**Görev a**
Kayıtların başından "[17,443,1000,667]" ifadesini içeren satıra kadar uzanan kısmı, iki ucu da dahil olmak üzere, birebir yazıya geçirin. Yalnızca bu satırları verin ve resimleri yanıta almayın.

**Metin bölümü**
CHP'li İnce, TRT Genel Müdürü'nü suçladı

TRT Genel Müdürü'nü 'reklam satış ve reyting ihalelerinde suç işlemekle' itham eden İnce, Başbakan Yardımcısı Arınç'ı da eleştirdi.

YAYINLAMA
GÜNCELLEME

 

ANKARA - CHP Grup Başkanvekili Muharrem İnce, TRT Genel Müdürü İbrahim Şahin'in 'reklam satış ve reyting ihalelerinde suç işlediğini' ileri sürdü.

İnce, Mecliste düzenlediği basın toplantısında, TRT ile ilgili çeşitli iddialarda bulundu. TRT Kanununun bazı hükümlerinin iptali için yaklaşık iki yıl önce Anayasa Mahkemesine başvurduklarını, ancak konunun henüz gündeme gelmediğini anlatan İnce, Anayasa Mahkemesinin gündeminin başkan tarafından belirlendiğini belirtti.

**Görev b**
Metin bölümünde adı geçen kişileri sıralayın.

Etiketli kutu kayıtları
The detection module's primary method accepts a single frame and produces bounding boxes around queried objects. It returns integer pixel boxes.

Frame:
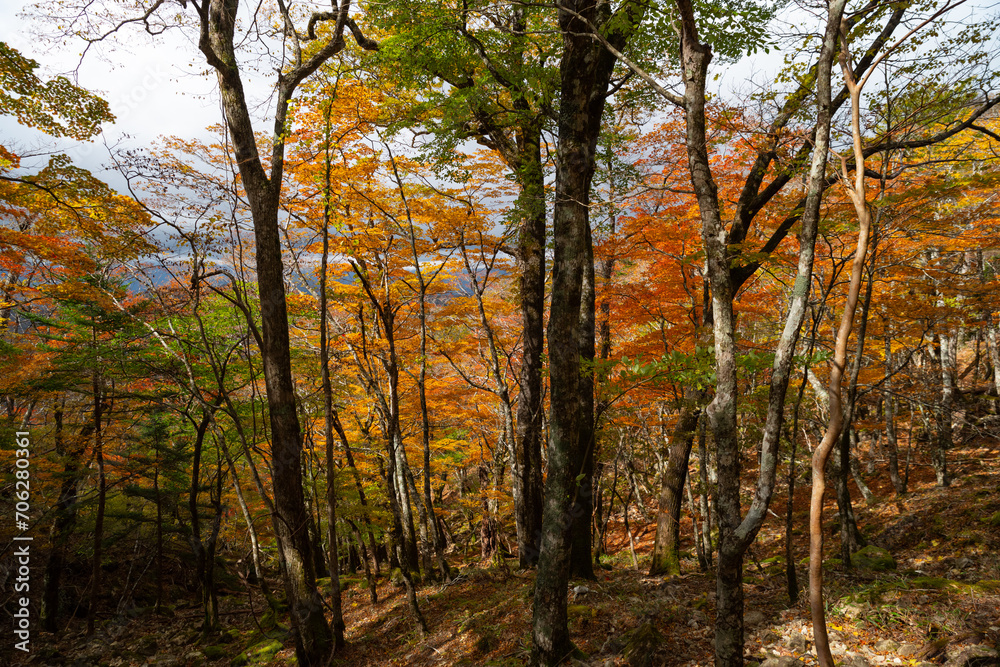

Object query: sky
[0,0,222,189]
[0,0,792,196]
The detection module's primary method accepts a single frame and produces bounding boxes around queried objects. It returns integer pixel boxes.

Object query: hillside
[17,443,1000,667]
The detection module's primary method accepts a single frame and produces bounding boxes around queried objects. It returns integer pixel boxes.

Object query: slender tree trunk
[882,326,906,494]
[649,396,704,576]
[513,122,545,569]
[676,0,844,667]
[698,416,715,571]
[569,220,597,579]
[931,333,958,486]
[986,318,1000,414]
[319,140,345,653]
[42,402,88,632]
[87,374,108,636]
[809,30,871,667]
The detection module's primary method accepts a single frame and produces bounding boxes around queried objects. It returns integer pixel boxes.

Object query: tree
[44,0,374,665]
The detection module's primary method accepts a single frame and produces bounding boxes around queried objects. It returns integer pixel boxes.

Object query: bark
[931,333,958,486]
[677,0,843,666]
[42,403,88,632]
[649,400,705,576]
[882,326,906,494]
[532,0,645,666]
[319,149,352,652]
[698,416,715,571]
[513,123,545,569]
[809,22,871,667]
[386,153,451,581]
[569,219,597,579]
[188,408,221,631]
[194,0,377,667]
[87,374,108,636]
[986,318,1000,414]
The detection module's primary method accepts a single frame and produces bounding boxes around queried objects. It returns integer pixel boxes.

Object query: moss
[201,646,227,660]
[851,545,896,572]
[623,622,666,667]
[237,639,283,667]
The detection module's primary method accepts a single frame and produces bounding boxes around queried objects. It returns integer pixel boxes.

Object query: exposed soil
[17,440,1000,667]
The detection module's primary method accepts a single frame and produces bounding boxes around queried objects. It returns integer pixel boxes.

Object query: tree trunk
[87,370,108,636]
[513,123,545,569]
[809,23,871,667]
[319,147,345,653]
[42,403,88,632]
[649,396,704,576]
[882,326,906,494]
[569,219,597,579]
[931,333,958,486]
[532,0,644,667]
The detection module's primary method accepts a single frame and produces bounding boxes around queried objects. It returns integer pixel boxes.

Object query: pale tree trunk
[932,333,958,486]
[649,389,705,576]
[194,0,374,667]
[319,128,345,652]
[882,324,906,494]
[986,318,1000,414]
[677,0,844,667]
[809,24,871,667]
[87,370,108,636]
[513,123,545,569]
[569,220,597,579]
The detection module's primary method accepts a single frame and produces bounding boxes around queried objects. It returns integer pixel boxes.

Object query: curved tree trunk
[649,389,704,576]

**Görev çıktısı a**
The detection module's primary method accepts a single frame and produces bounding boxes around queried objects. It returns integer pixel boxes.

Frame:

Object query: sky
[0,0,222,189]
[0,0,792,196]
The detection module's primary method accepts a single frame and produces bounding boxes around queried objects. It returns integer pixel boxes.

Object query: hillside
[17,443,1000,667]

**Görev çıktısı b**
Muharrem İnce
İbrahim Şahin
Arınç